═════ SUPPLIED MATERIAL ═════
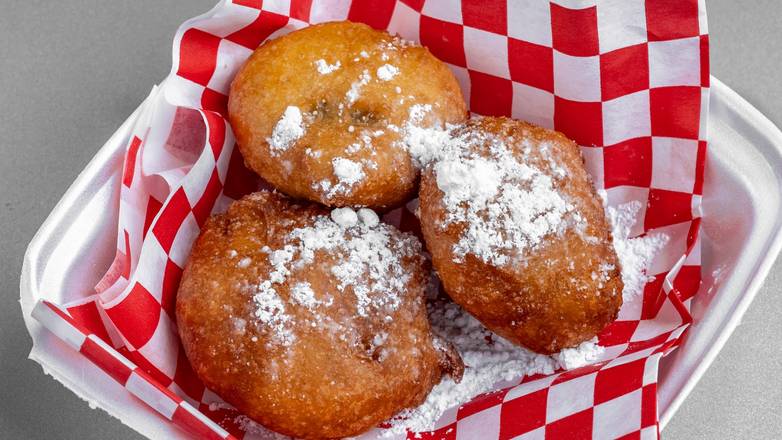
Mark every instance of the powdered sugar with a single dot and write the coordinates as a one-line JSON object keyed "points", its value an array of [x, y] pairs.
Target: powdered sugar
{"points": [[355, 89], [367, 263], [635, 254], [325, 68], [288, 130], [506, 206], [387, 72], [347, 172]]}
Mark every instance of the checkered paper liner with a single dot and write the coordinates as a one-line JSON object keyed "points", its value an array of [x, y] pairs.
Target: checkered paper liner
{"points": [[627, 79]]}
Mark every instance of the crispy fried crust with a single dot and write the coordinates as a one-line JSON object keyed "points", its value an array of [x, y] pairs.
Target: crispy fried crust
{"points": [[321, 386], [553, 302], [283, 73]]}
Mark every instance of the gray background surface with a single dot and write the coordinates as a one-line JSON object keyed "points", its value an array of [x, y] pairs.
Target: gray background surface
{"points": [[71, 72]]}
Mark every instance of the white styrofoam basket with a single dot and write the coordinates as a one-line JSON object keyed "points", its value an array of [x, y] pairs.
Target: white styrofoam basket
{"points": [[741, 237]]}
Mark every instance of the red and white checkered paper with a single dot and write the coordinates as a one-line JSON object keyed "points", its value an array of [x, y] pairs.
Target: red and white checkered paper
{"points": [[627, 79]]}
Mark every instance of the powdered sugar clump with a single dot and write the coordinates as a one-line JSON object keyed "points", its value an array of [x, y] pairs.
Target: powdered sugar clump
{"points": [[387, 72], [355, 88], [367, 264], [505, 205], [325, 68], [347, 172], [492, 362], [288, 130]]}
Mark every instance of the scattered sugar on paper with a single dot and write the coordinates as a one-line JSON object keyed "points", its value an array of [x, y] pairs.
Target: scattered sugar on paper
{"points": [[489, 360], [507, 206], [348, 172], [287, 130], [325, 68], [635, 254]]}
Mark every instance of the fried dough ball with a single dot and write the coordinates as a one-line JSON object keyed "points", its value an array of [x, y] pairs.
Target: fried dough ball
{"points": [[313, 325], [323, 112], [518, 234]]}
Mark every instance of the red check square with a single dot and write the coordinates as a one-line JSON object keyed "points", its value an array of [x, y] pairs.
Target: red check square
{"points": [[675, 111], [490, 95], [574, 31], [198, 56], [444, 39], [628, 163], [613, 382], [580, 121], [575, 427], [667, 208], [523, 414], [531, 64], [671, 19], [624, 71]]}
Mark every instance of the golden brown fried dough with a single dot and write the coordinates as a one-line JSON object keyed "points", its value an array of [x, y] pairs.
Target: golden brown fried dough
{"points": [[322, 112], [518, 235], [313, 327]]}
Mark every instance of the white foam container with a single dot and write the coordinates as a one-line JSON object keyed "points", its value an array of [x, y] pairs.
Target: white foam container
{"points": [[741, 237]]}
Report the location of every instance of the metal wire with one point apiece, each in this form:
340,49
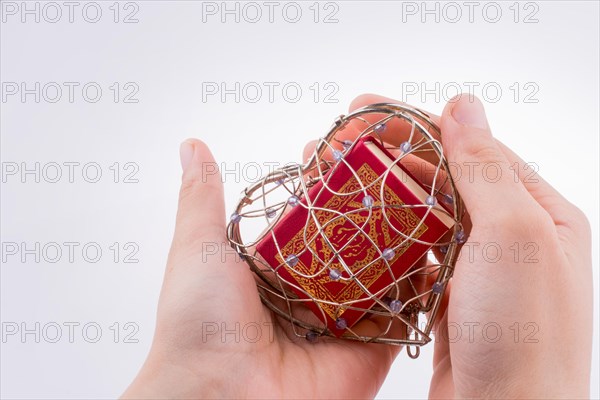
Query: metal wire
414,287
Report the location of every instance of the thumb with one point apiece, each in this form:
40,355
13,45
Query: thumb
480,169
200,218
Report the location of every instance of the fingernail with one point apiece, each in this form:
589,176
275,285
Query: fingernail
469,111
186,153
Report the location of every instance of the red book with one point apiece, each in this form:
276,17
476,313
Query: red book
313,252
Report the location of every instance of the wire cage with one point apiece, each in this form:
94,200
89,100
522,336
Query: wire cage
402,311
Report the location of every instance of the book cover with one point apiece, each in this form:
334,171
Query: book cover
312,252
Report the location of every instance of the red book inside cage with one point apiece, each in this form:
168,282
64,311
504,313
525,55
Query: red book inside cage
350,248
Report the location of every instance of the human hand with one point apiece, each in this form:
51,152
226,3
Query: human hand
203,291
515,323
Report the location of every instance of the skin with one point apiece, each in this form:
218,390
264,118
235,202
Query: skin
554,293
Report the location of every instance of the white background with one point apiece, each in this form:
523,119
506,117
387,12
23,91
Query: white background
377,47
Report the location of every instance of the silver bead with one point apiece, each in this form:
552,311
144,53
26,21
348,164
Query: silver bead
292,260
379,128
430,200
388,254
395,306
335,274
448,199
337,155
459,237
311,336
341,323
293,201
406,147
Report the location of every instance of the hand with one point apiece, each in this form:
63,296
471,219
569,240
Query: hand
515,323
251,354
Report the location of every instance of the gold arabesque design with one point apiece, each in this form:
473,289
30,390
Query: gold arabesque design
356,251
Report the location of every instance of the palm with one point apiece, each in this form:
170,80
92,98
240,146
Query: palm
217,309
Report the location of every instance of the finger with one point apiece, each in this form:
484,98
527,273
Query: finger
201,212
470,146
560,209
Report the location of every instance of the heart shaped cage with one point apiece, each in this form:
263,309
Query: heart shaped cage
═════
═════ SUPPLIED MATERIAL ═════
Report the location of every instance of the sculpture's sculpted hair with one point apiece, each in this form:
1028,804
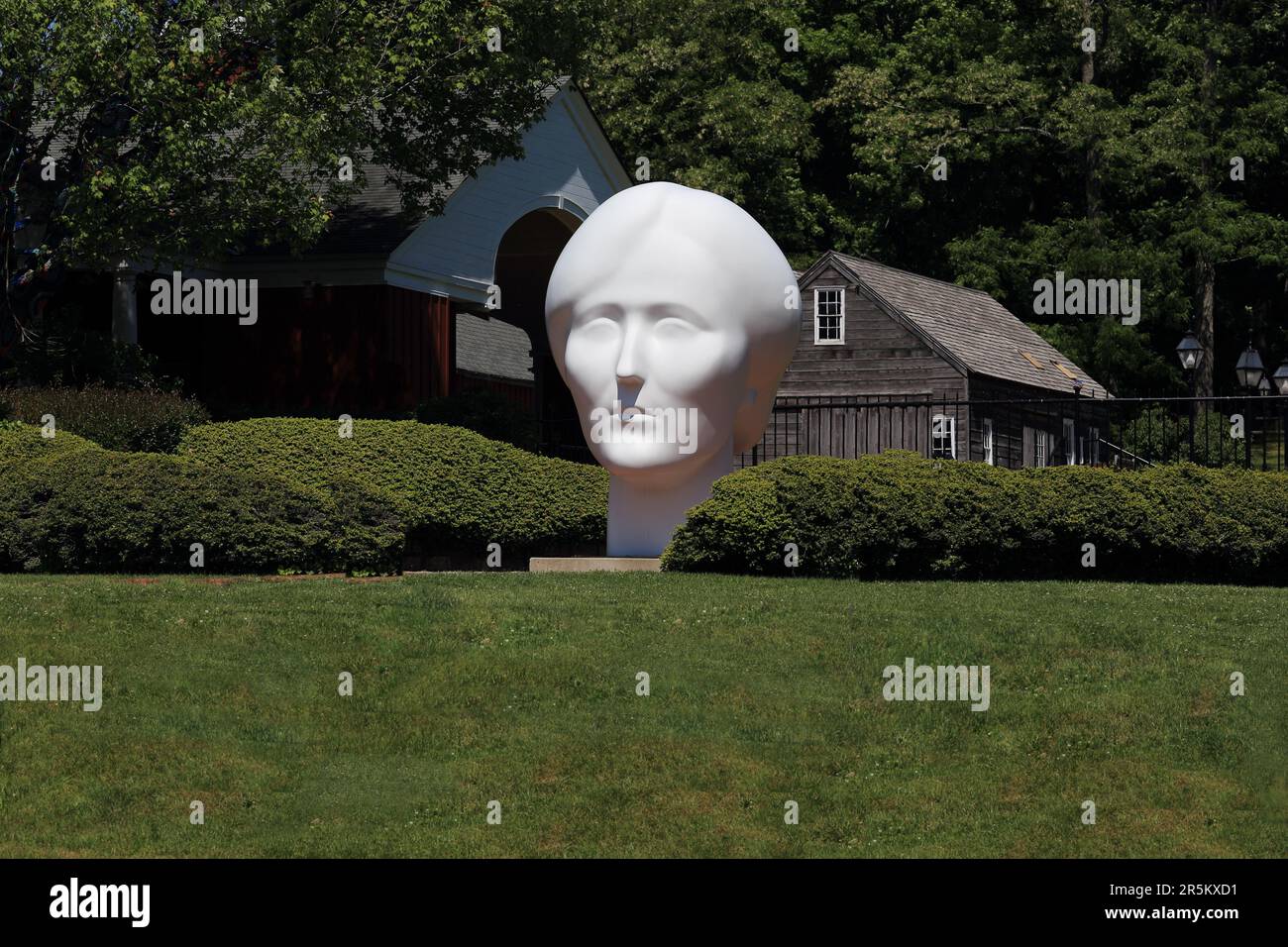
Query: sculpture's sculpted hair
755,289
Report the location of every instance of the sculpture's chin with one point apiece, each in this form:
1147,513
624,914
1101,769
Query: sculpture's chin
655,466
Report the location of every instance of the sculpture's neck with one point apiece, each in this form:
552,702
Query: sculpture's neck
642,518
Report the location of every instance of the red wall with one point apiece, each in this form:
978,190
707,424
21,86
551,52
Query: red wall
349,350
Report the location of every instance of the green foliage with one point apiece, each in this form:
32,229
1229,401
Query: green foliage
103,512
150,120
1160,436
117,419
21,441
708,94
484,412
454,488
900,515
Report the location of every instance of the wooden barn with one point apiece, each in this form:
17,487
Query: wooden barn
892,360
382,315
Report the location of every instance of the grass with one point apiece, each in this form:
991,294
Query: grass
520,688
═════
WRITTEN EXERCISE =
Copy every line of the material above that contains the word "metal". Case counts, so skip any line where the word is written with different capitals.

ANSWER TO THIS EXERCISE =
Report the location of every instance of the metal wire with one point apiece, each in this form:
Query: metal wire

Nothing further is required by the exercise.